## Records provided
§
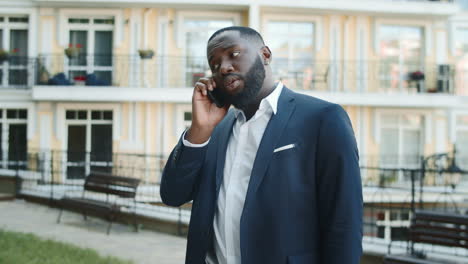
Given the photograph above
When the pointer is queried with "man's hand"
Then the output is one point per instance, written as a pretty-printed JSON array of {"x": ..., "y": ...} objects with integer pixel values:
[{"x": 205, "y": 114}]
§
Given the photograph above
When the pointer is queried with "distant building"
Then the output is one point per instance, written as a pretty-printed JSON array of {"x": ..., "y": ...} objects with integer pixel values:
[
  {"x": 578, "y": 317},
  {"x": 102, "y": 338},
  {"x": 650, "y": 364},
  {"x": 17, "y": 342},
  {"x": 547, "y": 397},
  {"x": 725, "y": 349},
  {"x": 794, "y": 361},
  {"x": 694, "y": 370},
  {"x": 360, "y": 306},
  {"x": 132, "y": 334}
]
§
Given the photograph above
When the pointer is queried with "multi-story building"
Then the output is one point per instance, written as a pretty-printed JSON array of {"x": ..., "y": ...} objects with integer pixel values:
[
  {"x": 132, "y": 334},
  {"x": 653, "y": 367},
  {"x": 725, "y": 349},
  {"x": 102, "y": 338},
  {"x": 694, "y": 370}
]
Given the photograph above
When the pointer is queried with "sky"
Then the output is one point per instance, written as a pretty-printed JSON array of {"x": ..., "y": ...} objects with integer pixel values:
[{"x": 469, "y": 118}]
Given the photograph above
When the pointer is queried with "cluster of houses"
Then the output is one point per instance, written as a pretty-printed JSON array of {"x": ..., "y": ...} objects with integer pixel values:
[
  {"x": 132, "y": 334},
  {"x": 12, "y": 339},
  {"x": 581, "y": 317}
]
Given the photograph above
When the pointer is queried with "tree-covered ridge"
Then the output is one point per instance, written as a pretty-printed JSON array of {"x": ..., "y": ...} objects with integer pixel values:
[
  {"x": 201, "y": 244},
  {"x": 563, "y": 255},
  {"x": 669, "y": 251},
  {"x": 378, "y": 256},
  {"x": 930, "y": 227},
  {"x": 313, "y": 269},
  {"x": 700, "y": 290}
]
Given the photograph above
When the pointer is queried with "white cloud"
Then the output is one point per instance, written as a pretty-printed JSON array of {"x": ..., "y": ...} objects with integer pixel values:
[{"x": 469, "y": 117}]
§
Count the lines in the data above that contain the string "pointer", matching case exactly. Give only the number.

## Response to the task
7